● Challenge: Please copy out the records below, starting at the line that contains "1064, row 741." and going through the end of the records. Omit the pictures from your answer.

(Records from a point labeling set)
— BEGIN —

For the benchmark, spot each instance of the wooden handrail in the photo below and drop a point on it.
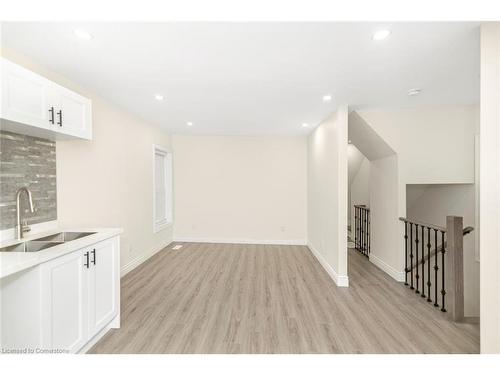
(466, 231)
(432, 226)
(448, 264)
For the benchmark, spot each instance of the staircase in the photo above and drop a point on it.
(434, 263)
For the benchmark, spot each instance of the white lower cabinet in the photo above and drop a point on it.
(73, 297)
(103, 286)
(64, 290)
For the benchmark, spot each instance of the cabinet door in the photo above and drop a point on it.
(26, 97)
(64, 283)
(73, 113)
(103, 284)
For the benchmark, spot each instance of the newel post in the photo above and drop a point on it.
(454, 265)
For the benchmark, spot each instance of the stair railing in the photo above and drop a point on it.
(362, 229)
(429, 245)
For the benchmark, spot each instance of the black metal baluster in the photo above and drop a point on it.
(436, 268)
(369, 232)
(366, 232)
(359, 227)
(417, 276)
(406, 253)
(429, 265)
(443, 291)
(355, 229)
(363, 230)
(411, 255)
(423, 262)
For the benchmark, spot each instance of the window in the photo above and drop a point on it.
(162, 188)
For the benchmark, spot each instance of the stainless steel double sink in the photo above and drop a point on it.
(45, 242)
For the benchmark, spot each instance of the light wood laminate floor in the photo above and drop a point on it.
(226, 298)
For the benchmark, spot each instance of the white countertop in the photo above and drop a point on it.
(12, 262)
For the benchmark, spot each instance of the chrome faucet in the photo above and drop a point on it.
(21, 228)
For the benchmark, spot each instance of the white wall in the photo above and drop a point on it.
(240, 189)
(432, 205)
(490, 187)
(360, 189)
(434, 145)
(385, 251)
(107, 182)
(327, 194)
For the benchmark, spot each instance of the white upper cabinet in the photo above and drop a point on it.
(74, 113)
(25, 96)
(36, 106)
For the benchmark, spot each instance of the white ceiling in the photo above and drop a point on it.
(257, 78)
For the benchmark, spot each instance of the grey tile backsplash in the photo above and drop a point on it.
(31, 162)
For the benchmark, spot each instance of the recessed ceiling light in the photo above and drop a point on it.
(381, 34)
(83, 34)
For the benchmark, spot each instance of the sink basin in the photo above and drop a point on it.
(65, 236)
(45, 242)
(30, 246)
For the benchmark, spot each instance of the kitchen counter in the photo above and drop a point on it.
(12, 262)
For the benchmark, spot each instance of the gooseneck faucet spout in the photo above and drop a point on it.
(21, 228)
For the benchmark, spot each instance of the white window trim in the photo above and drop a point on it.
(159, 226)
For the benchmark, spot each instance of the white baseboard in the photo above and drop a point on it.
(140, 259)
(340, 280)
(96, 338)
(240, 241)
(391, 271)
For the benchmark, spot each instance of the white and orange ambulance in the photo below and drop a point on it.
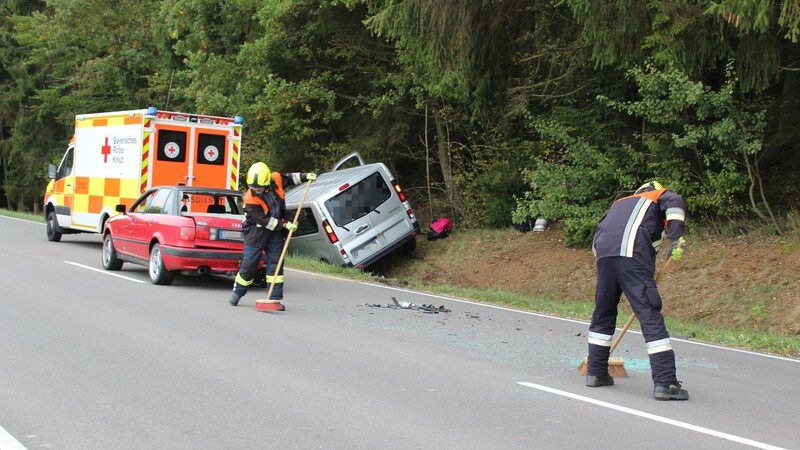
(114, 157)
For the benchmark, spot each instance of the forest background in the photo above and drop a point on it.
(490, 112)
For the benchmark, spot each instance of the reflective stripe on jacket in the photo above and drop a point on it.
(634, 226)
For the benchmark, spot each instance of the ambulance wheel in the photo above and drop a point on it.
(53, 235)
(110, 260)
(158, 273)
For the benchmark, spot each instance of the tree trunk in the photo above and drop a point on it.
(443, 150)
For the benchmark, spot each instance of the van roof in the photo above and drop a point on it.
(328, 183)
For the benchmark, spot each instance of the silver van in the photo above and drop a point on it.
(352, 216)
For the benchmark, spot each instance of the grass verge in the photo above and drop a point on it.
(760, 341)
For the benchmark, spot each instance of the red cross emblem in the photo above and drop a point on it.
(172, 150)
(105, 150)
(211, 153)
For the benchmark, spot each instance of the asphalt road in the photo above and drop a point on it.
(104, 360)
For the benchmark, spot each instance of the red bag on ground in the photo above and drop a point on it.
(440, 228)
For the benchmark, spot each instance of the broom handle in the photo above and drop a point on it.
(633, 316)
(286, 244)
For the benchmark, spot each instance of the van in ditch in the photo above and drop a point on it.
(352, 216)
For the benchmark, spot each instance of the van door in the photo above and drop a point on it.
(368, 216)
(64, 187)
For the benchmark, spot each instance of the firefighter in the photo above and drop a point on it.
(265, 227)
(625, 244)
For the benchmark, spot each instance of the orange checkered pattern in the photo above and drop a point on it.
(93, 194)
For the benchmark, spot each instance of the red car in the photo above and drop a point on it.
(173, 229)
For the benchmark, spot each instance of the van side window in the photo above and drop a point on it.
(358, 200)
(306, 223)
(65, 168)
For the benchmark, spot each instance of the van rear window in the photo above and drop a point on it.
(358, 200)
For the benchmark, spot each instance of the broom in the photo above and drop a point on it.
(274, 305)
(616, 366)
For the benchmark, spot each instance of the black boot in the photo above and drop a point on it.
(671, 392)
(600, 380)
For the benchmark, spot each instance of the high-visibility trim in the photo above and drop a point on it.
(109, 121)
(235, 166)
(603, 340)
(661, 345)
(635, 220)
(274, 279)
(145, 160)
(241, 281)
(676, 214)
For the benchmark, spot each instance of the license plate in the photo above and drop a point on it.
(230, 235)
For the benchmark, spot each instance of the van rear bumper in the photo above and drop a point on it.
(389, 248)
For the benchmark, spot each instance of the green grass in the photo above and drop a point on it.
(756, 340)
(19, 215)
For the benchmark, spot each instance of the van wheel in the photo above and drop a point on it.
(53, 235)
(158, 273)
(110, 260)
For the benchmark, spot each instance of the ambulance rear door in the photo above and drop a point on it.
(195, 151)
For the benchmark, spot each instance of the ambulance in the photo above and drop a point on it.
(114, 157)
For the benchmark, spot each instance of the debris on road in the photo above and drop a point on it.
(428, 309)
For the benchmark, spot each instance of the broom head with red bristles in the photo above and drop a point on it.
(616, 367)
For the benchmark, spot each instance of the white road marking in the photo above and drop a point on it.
(7, 442)
(105, 272)
(661, 419)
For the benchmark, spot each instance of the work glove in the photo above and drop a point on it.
(676, 248)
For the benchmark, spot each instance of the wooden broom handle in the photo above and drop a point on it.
(289, 236)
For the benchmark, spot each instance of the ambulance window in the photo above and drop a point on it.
(358, 200)
(65, 169)
(169, 206)
(171, 146)
(211, 149)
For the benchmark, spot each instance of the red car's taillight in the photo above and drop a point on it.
(186, 233)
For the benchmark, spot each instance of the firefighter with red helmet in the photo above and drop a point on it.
(265, 227)
(625, 243)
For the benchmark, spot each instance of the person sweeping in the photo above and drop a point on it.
(265, 228)
(625, 244)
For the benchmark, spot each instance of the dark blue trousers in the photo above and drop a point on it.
(617, 275)
(251, 260)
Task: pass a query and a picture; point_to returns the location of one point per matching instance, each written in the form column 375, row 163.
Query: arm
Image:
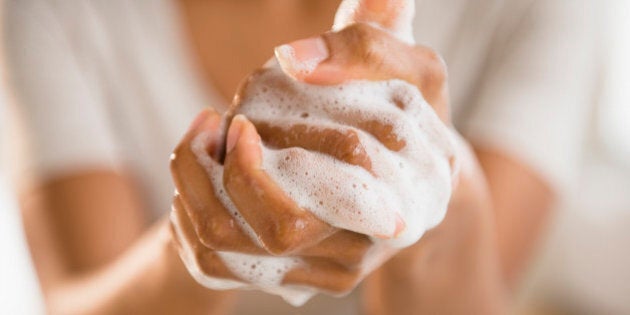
column 85, row 234
column 521, row 203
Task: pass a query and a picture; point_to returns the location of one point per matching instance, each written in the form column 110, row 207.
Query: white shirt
column 111, row 84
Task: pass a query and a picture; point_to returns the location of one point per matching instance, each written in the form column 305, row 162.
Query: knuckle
column 366, row 43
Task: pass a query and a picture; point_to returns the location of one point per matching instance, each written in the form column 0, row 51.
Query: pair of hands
column 333, row 258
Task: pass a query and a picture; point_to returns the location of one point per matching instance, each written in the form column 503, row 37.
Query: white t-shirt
column 111, row 84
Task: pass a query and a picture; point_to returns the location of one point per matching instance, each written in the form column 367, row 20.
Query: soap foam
column 414, row 182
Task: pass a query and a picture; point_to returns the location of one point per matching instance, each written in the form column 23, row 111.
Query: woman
column 95, row 206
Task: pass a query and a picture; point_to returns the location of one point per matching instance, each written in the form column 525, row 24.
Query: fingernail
column 400, row 225
column 236, row 127
column 201, row 117
column 301, row 57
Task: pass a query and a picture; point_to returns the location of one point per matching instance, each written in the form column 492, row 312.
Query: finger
column 393, row 15
column 281, row 225
column 343, row 195
column 193, row 167
column 341, row 143
column 202, row 261
column 344, row 247
column 323, row 274
column 362, row 52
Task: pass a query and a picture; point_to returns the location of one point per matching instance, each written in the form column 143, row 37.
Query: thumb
column 394, row 16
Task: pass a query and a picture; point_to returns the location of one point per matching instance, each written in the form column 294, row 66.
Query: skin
column 115, row 263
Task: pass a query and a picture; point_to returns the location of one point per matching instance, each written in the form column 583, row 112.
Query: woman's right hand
column 205, row 223
column 235, row 206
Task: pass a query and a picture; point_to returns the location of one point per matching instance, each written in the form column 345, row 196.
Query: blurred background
column 586, row 257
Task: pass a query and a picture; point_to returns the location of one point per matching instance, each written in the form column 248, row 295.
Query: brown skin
column 74, row 253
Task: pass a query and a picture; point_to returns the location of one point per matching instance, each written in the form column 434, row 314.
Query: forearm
column 149, row 278
column 521, row 205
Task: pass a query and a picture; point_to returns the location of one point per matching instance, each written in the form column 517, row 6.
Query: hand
column 203, row 221
column 334, row 258
column 454, row 268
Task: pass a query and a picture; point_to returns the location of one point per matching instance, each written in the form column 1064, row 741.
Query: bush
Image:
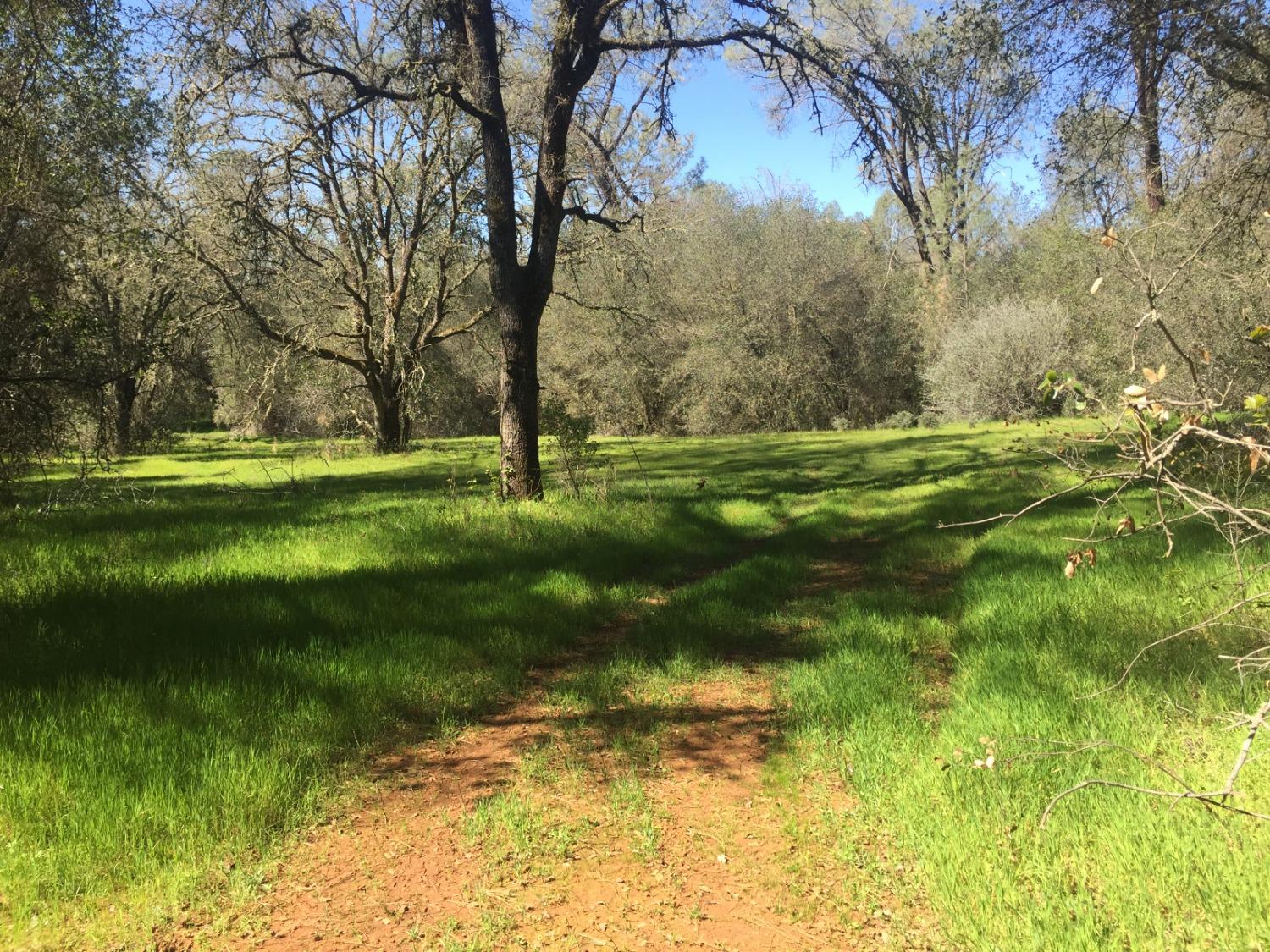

— END —

● Response to the task:
Task: pass a query and a picture; point_to returns the location of one point per matching instance, each written in the form column 1064, row 741.
Query: bush
Image:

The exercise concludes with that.